*** SUPPLIED INFORMATION ***

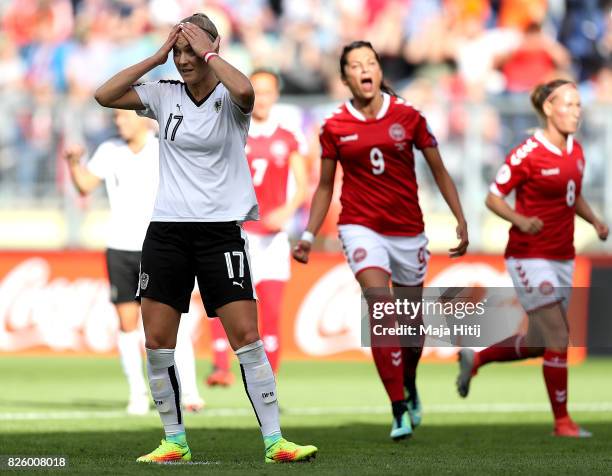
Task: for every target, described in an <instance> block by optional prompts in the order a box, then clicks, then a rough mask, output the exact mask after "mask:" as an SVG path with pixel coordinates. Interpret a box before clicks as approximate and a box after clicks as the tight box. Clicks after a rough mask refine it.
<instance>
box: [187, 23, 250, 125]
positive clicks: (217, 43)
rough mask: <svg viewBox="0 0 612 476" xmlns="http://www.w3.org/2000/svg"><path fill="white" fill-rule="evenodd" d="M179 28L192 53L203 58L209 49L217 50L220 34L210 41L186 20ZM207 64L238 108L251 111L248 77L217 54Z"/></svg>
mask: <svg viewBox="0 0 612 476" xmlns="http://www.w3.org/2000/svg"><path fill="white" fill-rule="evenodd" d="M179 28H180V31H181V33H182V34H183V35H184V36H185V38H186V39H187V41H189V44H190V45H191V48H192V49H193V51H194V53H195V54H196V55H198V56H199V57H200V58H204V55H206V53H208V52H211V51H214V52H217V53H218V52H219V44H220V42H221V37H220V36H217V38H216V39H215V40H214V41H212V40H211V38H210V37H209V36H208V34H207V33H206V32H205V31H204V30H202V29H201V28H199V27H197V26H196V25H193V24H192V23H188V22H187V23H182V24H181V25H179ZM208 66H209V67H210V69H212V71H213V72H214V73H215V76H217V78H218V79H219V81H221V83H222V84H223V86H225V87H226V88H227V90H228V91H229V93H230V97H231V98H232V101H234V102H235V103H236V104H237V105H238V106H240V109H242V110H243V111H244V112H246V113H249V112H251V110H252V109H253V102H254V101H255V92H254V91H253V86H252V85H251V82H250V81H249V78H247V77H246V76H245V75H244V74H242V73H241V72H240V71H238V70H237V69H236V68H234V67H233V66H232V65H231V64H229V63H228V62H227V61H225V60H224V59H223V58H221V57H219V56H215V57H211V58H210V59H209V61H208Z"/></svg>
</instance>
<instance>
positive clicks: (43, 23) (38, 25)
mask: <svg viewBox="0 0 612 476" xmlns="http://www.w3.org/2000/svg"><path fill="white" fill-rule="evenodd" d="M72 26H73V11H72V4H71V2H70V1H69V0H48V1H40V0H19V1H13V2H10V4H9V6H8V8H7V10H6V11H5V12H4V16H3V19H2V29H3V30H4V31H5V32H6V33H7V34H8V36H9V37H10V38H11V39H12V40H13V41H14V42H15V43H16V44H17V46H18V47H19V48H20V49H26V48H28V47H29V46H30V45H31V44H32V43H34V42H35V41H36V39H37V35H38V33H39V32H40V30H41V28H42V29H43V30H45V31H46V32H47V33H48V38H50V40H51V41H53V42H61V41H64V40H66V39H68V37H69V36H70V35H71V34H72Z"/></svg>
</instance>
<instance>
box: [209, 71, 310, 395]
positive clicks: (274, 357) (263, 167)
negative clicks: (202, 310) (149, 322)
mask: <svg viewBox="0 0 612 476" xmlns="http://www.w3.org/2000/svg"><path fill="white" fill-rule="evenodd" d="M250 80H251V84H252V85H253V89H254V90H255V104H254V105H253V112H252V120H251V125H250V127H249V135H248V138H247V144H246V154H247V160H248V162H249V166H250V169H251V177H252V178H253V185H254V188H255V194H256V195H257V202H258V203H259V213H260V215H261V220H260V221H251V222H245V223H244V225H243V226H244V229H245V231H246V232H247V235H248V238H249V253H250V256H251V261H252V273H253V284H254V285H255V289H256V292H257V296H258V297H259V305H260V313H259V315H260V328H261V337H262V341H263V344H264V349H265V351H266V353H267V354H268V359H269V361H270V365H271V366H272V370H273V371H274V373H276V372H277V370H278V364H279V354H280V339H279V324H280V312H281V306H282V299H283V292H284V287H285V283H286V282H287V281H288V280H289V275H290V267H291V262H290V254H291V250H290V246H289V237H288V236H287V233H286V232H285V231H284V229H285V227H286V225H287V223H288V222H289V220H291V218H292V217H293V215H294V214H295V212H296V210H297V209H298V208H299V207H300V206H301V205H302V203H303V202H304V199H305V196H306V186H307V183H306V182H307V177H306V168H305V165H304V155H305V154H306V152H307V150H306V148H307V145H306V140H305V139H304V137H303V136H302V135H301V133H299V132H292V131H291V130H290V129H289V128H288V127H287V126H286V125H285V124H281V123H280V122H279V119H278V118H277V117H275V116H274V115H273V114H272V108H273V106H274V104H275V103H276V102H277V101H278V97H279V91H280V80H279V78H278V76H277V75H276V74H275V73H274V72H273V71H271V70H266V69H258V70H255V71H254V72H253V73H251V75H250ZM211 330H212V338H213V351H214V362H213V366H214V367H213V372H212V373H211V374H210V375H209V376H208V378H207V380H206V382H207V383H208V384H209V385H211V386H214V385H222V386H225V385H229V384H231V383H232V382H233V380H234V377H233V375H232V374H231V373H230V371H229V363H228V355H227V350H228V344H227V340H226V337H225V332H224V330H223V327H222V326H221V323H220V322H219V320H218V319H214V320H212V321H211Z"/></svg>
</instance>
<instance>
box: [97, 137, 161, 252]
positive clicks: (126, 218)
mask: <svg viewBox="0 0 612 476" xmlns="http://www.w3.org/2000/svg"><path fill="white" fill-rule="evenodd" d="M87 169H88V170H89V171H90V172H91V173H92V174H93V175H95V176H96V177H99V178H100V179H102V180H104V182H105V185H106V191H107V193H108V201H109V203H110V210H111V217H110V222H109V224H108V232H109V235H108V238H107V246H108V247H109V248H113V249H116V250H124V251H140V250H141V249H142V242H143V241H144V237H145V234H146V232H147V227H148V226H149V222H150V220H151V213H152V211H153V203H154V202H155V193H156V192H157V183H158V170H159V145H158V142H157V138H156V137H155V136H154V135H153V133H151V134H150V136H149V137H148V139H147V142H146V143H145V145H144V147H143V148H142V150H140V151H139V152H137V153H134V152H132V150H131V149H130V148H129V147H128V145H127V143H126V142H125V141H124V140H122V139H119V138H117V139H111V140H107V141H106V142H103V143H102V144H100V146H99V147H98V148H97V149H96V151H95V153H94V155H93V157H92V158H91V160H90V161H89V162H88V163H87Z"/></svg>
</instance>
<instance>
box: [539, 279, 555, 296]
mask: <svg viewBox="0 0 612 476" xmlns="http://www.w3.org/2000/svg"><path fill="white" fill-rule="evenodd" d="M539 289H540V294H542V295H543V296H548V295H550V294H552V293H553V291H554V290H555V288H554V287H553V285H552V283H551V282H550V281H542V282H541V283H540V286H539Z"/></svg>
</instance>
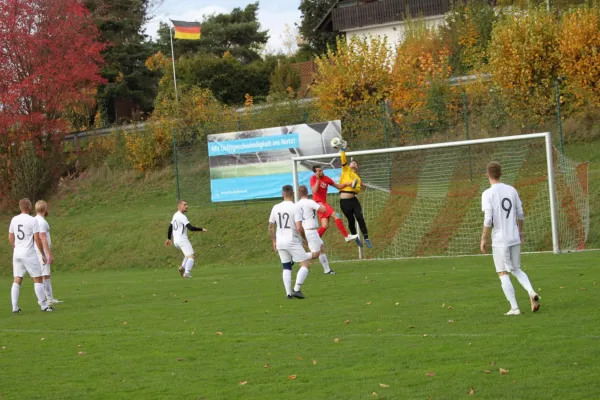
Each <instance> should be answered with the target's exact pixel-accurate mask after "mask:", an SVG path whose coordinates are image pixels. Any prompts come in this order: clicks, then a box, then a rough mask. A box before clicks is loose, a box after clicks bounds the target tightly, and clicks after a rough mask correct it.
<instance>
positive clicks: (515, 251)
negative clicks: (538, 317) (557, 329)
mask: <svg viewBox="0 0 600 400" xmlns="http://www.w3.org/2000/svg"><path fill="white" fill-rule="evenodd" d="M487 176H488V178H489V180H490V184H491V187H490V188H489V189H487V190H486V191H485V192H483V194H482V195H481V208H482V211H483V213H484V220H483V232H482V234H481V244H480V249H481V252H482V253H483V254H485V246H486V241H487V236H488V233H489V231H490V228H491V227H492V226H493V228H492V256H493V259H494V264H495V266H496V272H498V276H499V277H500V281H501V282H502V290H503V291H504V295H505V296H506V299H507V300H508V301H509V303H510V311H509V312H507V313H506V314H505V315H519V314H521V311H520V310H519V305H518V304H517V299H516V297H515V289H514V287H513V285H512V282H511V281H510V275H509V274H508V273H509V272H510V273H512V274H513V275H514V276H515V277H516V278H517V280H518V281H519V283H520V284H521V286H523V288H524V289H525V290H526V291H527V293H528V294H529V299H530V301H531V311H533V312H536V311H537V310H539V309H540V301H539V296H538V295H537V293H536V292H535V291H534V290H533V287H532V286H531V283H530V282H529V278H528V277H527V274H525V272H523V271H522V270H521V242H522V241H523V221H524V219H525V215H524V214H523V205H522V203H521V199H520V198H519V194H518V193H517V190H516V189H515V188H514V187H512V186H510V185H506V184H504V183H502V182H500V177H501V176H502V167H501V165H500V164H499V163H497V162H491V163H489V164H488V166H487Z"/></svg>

***

◆ PROBLEM TO WORK ON: Every line above that holds the word "order" should be copied out.

◆ FINAL ANSWER:
Task: for every target, described in an <instance> block by optional prompts in the order a box, then clicks, then a rough mask, output the exact mask after "mask:" as an SVG path with pixel coordinates. Interpret a box before clicks as approximate and a box after clicks as the tight box. Clicks after a rough mask refine it.
Each <instance> should be answered with the target's exact pixel-accurate mask after "mask:", an SVG path whose coordinates are image pixels. Any prompts come in this order: clicks, then a box, then a rough mask. A box before clicks is loose, a box after clicks bounds the target tightly, and clicks after a rough mask correct it.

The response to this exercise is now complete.